# Required work:
The pictures stay out. Please retype every line below exactly.

# Data for the task:
- - - - - - -

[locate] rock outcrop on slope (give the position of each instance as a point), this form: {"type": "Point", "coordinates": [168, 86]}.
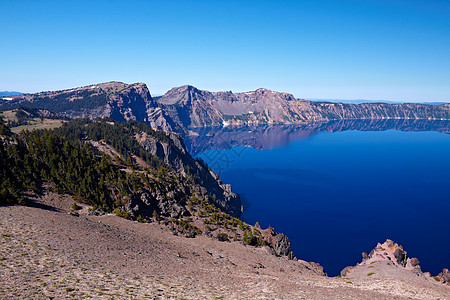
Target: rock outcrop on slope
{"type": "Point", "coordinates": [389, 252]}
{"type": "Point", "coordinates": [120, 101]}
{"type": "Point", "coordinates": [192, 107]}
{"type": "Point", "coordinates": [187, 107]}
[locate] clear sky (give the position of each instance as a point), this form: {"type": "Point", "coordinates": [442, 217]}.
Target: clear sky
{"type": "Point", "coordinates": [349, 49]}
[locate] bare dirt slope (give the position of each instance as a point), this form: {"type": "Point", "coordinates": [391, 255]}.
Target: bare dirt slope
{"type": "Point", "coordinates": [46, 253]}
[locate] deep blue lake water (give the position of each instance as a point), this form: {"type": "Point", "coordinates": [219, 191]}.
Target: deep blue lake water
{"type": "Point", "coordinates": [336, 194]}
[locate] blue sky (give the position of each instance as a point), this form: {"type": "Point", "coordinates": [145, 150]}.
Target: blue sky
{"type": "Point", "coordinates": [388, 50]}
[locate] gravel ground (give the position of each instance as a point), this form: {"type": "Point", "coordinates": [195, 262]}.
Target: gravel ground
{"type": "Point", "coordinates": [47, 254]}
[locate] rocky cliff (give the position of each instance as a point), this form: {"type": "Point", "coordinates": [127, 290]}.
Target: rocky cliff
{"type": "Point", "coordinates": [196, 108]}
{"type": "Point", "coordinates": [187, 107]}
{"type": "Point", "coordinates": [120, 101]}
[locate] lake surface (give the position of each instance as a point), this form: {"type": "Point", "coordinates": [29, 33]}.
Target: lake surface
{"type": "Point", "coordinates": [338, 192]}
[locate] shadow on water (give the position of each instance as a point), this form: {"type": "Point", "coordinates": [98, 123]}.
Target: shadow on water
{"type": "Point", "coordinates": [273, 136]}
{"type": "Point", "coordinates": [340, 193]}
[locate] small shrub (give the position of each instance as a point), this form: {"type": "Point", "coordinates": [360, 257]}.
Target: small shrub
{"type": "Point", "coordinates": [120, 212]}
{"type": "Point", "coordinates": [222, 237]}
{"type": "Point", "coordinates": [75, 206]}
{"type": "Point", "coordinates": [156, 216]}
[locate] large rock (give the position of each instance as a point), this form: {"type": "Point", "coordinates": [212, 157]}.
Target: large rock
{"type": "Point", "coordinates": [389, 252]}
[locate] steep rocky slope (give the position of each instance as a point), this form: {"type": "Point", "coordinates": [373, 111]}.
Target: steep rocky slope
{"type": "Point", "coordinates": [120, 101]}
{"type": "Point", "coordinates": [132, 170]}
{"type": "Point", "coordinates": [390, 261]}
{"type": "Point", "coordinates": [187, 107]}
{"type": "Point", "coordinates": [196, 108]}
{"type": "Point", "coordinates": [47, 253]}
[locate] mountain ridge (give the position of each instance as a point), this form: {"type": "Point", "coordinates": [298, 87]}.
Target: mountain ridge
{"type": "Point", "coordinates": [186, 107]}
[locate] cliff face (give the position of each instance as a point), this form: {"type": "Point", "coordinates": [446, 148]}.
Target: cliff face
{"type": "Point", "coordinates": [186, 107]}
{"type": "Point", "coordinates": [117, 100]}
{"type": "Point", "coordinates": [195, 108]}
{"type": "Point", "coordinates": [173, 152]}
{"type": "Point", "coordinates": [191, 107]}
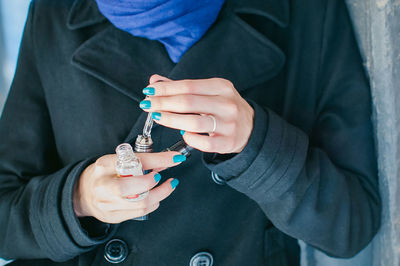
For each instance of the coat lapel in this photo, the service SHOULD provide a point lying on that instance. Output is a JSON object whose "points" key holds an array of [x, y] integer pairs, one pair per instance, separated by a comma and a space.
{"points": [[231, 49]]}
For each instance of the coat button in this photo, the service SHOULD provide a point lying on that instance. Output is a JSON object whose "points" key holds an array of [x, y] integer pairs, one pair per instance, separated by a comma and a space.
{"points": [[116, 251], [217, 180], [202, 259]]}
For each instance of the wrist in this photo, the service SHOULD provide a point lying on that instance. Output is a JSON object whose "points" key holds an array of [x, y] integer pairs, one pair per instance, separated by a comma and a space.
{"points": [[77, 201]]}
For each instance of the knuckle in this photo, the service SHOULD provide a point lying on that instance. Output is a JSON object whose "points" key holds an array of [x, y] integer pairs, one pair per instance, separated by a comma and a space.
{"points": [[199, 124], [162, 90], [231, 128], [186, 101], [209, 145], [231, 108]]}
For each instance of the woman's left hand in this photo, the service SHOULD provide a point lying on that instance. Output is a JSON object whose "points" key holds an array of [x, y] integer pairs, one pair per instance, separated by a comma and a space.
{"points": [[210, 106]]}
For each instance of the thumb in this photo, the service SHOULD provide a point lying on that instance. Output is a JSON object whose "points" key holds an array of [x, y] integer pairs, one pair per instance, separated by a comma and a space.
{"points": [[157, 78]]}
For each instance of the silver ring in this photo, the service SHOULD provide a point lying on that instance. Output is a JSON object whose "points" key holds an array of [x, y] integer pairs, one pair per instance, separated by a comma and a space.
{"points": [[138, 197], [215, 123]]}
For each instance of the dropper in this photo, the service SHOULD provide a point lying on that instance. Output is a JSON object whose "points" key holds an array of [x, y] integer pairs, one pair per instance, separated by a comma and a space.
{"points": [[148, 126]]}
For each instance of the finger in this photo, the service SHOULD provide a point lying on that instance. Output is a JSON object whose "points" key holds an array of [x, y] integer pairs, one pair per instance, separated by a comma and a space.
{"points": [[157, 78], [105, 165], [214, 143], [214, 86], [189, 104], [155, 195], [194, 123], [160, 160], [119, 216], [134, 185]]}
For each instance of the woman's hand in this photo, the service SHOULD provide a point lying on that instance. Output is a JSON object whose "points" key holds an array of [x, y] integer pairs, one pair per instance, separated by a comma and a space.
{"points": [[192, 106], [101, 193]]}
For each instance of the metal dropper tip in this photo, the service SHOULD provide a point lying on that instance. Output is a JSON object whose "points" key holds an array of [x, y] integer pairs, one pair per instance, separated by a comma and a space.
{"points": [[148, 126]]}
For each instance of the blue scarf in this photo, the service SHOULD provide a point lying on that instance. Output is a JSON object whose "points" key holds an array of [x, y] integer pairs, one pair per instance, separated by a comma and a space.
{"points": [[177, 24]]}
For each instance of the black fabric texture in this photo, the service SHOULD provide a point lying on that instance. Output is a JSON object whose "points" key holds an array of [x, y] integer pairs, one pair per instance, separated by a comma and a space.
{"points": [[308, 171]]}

- - - - - - -

# Solution:
[locate] rock outcrop on slope (give the position of each instance as a point), this form: {"type": "Point", "coordinates": [168, 86]}.
Target: rock outcrop on slope
{"type": "Point", "coordinates": [389, 252]}
{"type": "Point", "coordinates": [120, 101]}
{"type": "Point", "coordinates": [192, 107]}
{"type": "Point", "coordinates": [187, 107]}
[locate] clear sky (give the position of each instance as a point), this form: {"type": "Point", "coordinates": [442, 217]}.
Target: clear sky
{"type": "Point", "coordinates": [349, 49]}
[locate] bare dirt slope (give the position of each instance as a point), this form: {"type": "Point", "coordinates": [391, 255]}.
Target: bare dirt slope
{"type": "Point", "coordinates": [46, 253]}
[locate] deep blue lake water (give the position of each instance as a point), this form: {"type": "Point", "coordinates": [219, 191]}.
Target: deep blue lake water
{"type": "Point", "coordinates": [336, 194]}
[locate] blue sky (give the position of each instance as a point), this form: {"type": "Point", "coordinates": [145, 150]}.
Target: blue sky
{"type": "Point", "coordinates": [388, 50]}
[locate] gravel ground (give the position of each instance as a point), this form: {"type": "Point", "coordinates": [195, 262]}.
Target: gravel ground
{"type": "Point", "coordinates": [47, 254]}
[locate] rocky cliff (give the position of each instance as a point), this form: {"type": "Point", "coordinates": [127, 290]}.
Target: rocky cliff
{"type": "Point", "coordinates": [196, 108]}
{"type": "Point", "coordinates": [187, 107]}
{"type": "Point", "coordinates": [120, 101]}
[locate] lake surface (give the position of each instance as a point), this form: {"type": "Point", "coordinates": [29, 33]}.
Target: lake surface
{"type": "Point", "coordinates": [338, 192]}
[locate] shadow on water (give the position of each instance as a point), this form: {"type": "Point", "coordinates": [98, 123]}.
Target: shadow on water
{"type": "Point", "coordinates": [273, 136]}
{"type": "Point", "coordinates": [340, 193]}
[locate] small shrub (give the position of each instance as a point), this form: {"type": "Point", "coordinates": [360, 257]}.
Target: small shrub
{"type": "Point", "coordinates": [120, 212]}
{"type": "Point", "coordinates": [222, 237]}
{"type": "Point", "coordinates": [75, 206]}
{"type": "Point", "coordinates": [156, 216]}
[locate] large rock (give the position of each instance as a point), this form: {"type": "Point", "coordinates": [212, 157]}.
Target: large rock
{"type": "Point", "coordinates": [389, 252]}
[locate] steep rocky slope (give the position of each instance as a point), this form: {"type": "Point", "coordinates": [373, 111]}.
Target: steep rocky slope
{"type": "Point", "coordinates": [120, 101]}
{"type": "Point", "coordinates": [132, 170]}
{"type": "Point", "coordinates": [390, 261]}
{"type": "Point", "coordinates": [187, 107]}
{"type": "Point", "coordinates": [196, 108]}
{"type": "Point", "coordinates": [47, 253]}
[locate] mountain ridge (give the position of each instance as a point), this form: {"type": "Point", "coordinates": [298, 87]}.
Target: mountain ridge
{"type": "Point", "coordinates": [186, 107]}
[locate] cliff face (give the position of each instance as a point), this form: {"type": "Point", "coordinates": [446, 148]}.
Target: cliff face
{"type": "Point", "coordinates": [186, 107]}
{"type": "Point", "coordinates": [117, 100]}
{"type": "Point", "coordinates": [195, 108]}
{"type": "Point", "coordinates": [173, 152]}
{"type": "Point", "coordinates": [191, 107]}
For each instance of the coat lapel in this photo, the service SHOULD provide a point lying on that instance. Output is a JSON object whose "points" key holds an array of [x, y] integer pairs, one pair per instance, separated by a comma and a space.
{"points": [[231, 49]]}
For each instance of the coat button in this photo, the service SHOULD provide a point lying on that instance. Output is a JSON object whose "points" key holds an array of [x, y] integer pairs, one pair per instance, separated by a comma and a space.
{"points": [[116, 251], [217, 180], [202, 259]]}
For each instance of the wrist in this photo, the service SHOULD provide a point lying on that instance. Output is a JSON object whose "points" key holds an array of [x, y] integer pairs, one pair per instance, separated by a comma and a space.
{"points": [[77, 201]]}
For each instance of the knuckle in this photo, the service SHOULD provide a point lying on that instance. Output is a JSON object whose "points" key holds an array of [x, y] integer pairs, one pair per instance, separated by a comma and a space.
{"points": [[199, 124], [162, 90], [231, 128], [186, 101], [209, 145], [231, 108]]}
For each instance of the woman's left hand in this photo, the service SHOULD provide a point lying on that instance. Output is a JSON object whose "points" key holds an array of [x, y] integer pairs, one pair per instance, separated by a comma and a space.
{"points": [[210, 106]]}
For each instance of the thumb in this photo, the service SHOULD provide a point lying on that instance. Output is a JSON object whose "points" key holds an array of [x, y] integer pairs, one pair per instance, separated by a comma and a space.
{"points": [[157, 78]]}
For each instance of the silver ring in this photo, the service SHOULD provide a point lying on that instance. Output is a JSON object whose "points" key holds an array of [x, y] integer pairs, one pair per instance, separated by a comma and a space.
{"points": [[138, 197], [215, 123]]}
For each instance of the dropper in this photo, the service SHOULD provide a point lying on that instance. Output is a JSON object whose "points" key holds an array of [x, y] integer pairs, one pair per instance, separated by a comma and a space.
{"points": [[148, 126]]}
For each instance of the finger in this photo, the service SHOULD provide a point lying on that instance. Output is a JSON object whose "points" key holds an array of [x, y] integer pairs, one pair per instance, separated by a comma and a space.
{"points": [[157, 78], [105, 165], [214, 143], [214, 86], [189, 104], [155, 195], [194, 123], [160, 160], [119, 216], [134, 185]]}
For each instance of the woman's hand in this photo, the service SHOULD provide a point lying on that instance. Output is a JSON object whose "points" key holds an array of [x, y] integer pairs, one pair per instance, separated by a comma and a space.
{"points": [[192, 106], [101, 193]]}
For each instance of the metal dropper tip in this photo, the service SHOULD provide a point lying on that instance. Output is a JSON object whose "points" key holds an array of [x, y] integer pairs, one pair per instance, separated by a comma and a space.
{"points": [[148, 126]]}
For each instance of the blue scarf in this photo, the service SHOULD provide a point lying on that instance. Output is a JSON object whose "points" key holds an array of [x, y] integer pairs, one pair per instance, separated by a comma and a space.
{"points": [[177, 24]]}
For each instance of the black fabric texture in this photo, the service SHOULD provide a point lying on that instance. Output is a JSON object whose "points" key holds an array of [x, y] integer pairs, one pair per instance, separated by a comma and a space.
{"points": [[308, 171]]}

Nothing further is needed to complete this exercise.